ASSIGNED TASK —
The records that follow should be retyped word for word.

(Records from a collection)

··········

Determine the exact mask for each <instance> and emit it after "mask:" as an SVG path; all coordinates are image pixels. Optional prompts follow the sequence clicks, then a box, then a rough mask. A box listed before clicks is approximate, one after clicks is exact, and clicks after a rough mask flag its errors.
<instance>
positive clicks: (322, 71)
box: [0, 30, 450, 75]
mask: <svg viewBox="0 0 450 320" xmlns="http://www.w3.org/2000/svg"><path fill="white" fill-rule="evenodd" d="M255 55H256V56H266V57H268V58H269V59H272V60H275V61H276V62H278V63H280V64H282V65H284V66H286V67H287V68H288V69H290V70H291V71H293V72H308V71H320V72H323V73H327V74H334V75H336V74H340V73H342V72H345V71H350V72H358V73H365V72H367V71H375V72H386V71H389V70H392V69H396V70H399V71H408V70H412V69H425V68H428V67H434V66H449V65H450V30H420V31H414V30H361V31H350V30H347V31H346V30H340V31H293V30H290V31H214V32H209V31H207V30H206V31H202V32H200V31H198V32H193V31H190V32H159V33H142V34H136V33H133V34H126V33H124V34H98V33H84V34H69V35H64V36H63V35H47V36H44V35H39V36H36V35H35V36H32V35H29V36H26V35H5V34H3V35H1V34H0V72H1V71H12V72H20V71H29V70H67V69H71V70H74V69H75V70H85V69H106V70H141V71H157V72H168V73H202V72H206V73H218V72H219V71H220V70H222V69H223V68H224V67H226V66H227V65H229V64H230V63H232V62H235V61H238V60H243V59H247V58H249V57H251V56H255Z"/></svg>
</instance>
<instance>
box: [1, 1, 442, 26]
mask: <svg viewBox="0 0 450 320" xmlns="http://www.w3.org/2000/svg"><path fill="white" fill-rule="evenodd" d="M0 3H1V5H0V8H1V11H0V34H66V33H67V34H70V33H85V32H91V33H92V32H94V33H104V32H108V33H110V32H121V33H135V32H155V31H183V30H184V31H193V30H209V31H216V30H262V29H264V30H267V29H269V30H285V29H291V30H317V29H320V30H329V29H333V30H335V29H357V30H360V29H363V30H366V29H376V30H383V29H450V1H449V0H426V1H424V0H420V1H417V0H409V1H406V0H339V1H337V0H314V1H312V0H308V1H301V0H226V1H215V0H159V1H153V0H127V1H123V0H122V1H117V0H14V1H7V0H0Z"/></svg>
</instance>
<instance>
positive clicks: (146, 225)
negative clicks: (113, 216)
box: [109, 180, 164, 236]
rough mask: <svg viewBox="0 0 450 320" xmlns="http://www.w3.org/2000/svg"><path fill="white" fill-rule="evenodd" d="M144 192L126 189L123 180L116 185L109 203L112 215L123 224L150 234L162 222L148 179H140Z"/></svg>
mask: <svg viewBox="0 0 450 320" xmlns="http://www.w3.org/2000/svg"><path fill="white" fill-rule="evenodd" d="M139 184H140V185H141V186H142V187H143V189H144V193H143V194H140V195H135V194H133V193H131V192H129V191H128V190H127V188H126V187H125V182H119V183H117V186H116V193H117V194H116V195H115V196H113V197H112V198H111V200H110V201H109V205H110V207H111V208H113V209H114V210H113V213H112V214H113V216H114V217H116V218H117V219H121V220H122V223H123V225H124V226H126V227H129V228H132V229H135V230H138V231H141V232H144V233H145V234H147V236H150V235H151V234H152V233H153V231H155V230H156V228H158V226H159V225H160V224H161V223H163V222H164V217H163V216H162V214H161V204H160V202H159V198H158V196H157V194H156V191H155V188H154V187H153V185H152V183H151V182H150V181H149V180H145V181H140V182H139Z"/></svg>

··········

ANSWER AREA —
Determine the exact mask for each <instance> and emit it after "mask:" as an SVG path; all coordinates are image pixels. Optional prompts follow the sequence clicks, then a box, then a rough mask. A box listed before clicks is approximate, one after clicks is exact, and clicks after a rough mask flag its errors.
<instance>
positive clicks: (322, 71)
box: [0, 30, 450, 75]
mask: <svg viewBox="0 0 450 320" xmlns="http://www.w3.org/2000/svg"><path fill="white" fill-rule="evenodd" d="M255 55H256V56H266V57H268V58H269V59H272V60H275V61H276V62H278V63H280V64H282V65H284V66H286V67H287V68H288V69H290V70H291V71H293V72H308V71H320V72H323V73H327V74H334V75H336V74H340V73H342V72H345V71H350V72H358V73H365V72H367V71H375V72H386V71H389V70H392V69H396V70H399V71H408V70H412V69H425V68H428V67H434V66H449V65H450V30H420V31H414V30H361V31H350V30H347V31H346V30H340V31H293V30H290V31H214V32H209V31H207V30H206V31H202V32H200V31H198V32H193V31H190V32H159V33H142V34H136V33H133V34H126V33H124V34H98V33H84V34H69V35H64V36H63V35H47V36H44V35H39V36H36V35H35V36H32V35H29V36H26V35H5V34H3V35H1V34H0V72H1V71H12V72H20V71H29V70H67V69H71V70H74V69H75V70H85V69H106V70H141V71H157V72H168V73H202V72H206V73H218V72H219V71H220V70H222V69H223V68H224V67H226V66H227V65H229V64H230V63H232V62H235V61H238V60H243V59H247V58H249V57H251V56H255Z"/></svg>
</instance>
<instance>
box: [1, 1, 442, 26]
mask: <svg viewBox="0 0 450 320" xmlns="http://www.w3.org/2000/svg"><path fill="white" fill-rule="evenodd" d="M0 3H1V5H0V8H1V11H0V34H66V33H67V34H70V33H85V32H91V33H92V32H94V33H104V32H108V33H110V32H121V33H135V32H155V31H183V30H184V31H193V30H209V31H216V30H262V29H264V30H267V29H269V30H285V29H291V30H317V29H320V30H329V29H333V30H335V29H357V30H360V29H363V30H366V29H376V30H383V29H450V1H449V0H426V1H424V0H420V1H417V0H409V1H406V0H339V1H337V0H314V1H312V0H308V1H301V0H226V1H215V0H159V1H153V0H127V1H123V0H122V1H117V0H14V1H7V0H0Z"/></svg>
</instance>
<instance>
positive clicks: (146, 225)
negative clicks: (113, 216)
box: [109, 180, 164, 236]
rough mask: <svg viewBox="0 0 450 320" xmlns="http://www.w3.org/2000/svg"><path fill="white" fill-rule="evenodd" d="M144 192L126 189L123 180L116 185L109 203L112 215L123 224L150 234L162 222L148 179H140Z"/></svg>
mask: <svg viewBox="0 0 450 320" xmlns="http://www.w3.org/2000/svg"><path fill="white" fill-rule="evenodd" d="M139 184H140V185H141V186H142V187H143V189H144V193H143V194H140V195H135V194H133V193H131V192H129V191H128V190H127V188H126V187H125V182H119V183H117V186H116V193H117V194H116V195H115V196H113V197H112V198H111V200H110V201H109V205H110V207H111V208H113V209H114V210H113V213H112V214H113V216H114V217H116V218H117V219H121V220H122V223H123V225H124V226H126V227H129V228H132V229H135V230H138V231H141V232H144V233H145V234H147V236H150V235H151V234H152V233H153V231H155V230H156V228H158V226H159V225H160V224H161V223H163V222H164V217H163V216H162V214H161V204H160V202H159V198H158V196H157V194H156V191H155V188H154V187H153V185H152V183H151V182H150V181H149V180H145V181H140V182H139Z"/></svg>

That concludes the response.